— start Material for this exercise —

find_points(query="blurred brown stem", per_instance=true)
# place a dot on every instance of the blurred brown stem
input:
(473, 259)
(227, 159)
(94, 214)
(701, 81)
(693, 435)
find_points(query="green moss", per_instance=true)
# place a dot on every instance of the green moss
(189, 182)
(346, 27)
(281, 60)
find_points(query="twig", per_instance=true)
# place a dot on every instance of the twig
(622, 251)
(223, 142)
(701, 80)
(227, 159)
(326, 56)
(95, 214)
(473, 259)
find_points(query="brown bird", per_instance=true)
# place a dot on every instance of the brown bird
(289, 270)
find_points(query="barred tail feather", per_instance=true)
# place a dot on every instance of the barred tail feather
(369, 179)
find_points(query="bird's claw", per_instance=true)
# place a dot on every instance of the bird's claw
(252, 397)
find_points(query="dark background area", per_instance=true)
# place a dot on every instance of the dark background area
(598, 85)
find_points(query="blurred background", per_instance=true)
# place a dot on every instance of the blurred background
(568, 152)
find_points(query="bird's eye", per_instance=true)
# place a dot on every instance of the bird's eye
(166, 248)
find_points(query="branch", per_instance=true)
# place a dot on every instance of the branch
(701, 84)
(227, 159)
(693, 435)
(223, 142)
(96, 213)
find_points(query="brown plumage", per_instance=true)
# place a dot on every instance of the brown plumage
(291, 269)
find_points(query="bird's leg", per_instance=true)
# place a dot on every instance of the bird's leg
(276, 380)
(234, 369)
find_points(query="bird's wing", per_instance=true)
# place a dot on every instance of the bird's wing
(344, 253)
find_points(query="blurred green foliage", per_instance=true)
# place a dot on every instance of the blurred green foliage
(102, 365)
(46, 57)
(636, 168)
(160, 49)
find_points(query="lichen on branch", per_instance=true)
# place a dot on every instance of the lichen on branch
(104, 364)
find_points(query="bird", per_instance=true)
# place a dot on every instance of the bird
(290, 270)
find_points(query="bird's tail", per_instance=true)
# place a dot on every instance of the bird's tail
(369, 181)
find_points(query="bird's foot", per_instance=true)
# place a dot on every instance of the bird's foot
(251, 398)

— end Material for this exercise —

## Stated goal
Please return the data above exactly as given.

## Exercise result
find_points(query="blurred brown stem", per_instance=true)
# place a dot on every instance of the blurred brown stem
input:
(473, 259)
(227, 159)
(94, 214)
(701, 81)
(693, 435)
find_points(query="green moss", per_instance=true)
# place a dot on every instance of the green moss
(189, 182)
(346, 27)
(281, 60)
find_points(query="twig", per_instance=true)
# place a dot on every instance of the twig
(622, 251)
(223, 142)
(701, 80)
(227, 159)
(326, 56)
(95, 214)
(473, 259)
find_points(query="brown bird", per_instance=true)
# place a dot on every instance of the brown bird
(289, 270)
find_points(query="barred tail feather", per_instance=true)
# place a dot on every instance of the barred tail feather
(369, 179)
find_points(query="bird's claw", per_instance=true)
# place a dot on every instance of the bird's claw
(252, 397)
find_points(query="dark background area", per_instance=true)
# place a dot on every instance of the dark background area
(598, 85)
find_points(query="blurred background", per_instance=true)
# place a dot on every instance of the blurred background
(568, 152)
find_points(query="bird's eye", per_instance=true)
# place a dot on every instance of the bird's eye
(166, 248)
find_points(query="branch", per_instance=true)
# place a dot on every instance of the branch
(701, 84)
(227, 159)
(693, 435)
(223, 142)
(96, 213)
find_points(query="brown plumage", per_instance=true)
# place a dot on every instance of the brown plumage
(291, 269)
find_points(query="bird's leg", per_instance=true)
# place a dot on every instance of the bird's leg
(276, 380)
(234, 369)
find_points(query="bird's wing", per_instance=true)
# place a dot on every instance of the bird's wing
(344, 253)
find_points(query="blurred green foliage", per_instance=true)
# place a dot on every instance of the blurred green foliage
(102, 365)
(46, 57)
(636, 168)
(160, 49)
find_points(query="lichen on branch", per_instance=true)
# place a dot on every instance of the lichen on branch
(104, 364)
find_points(query="bird", per_instance=true)
# place a dot on every instance of the bird
(290, 270)
find_points(query="bird's tail", per_instance=true)
# place a dot on every instance of the bird's tail
(369, 181)
find_points(query="bird's foot", per_instance=true)
# place a dot on every instance of the bird's foot
(251, 398)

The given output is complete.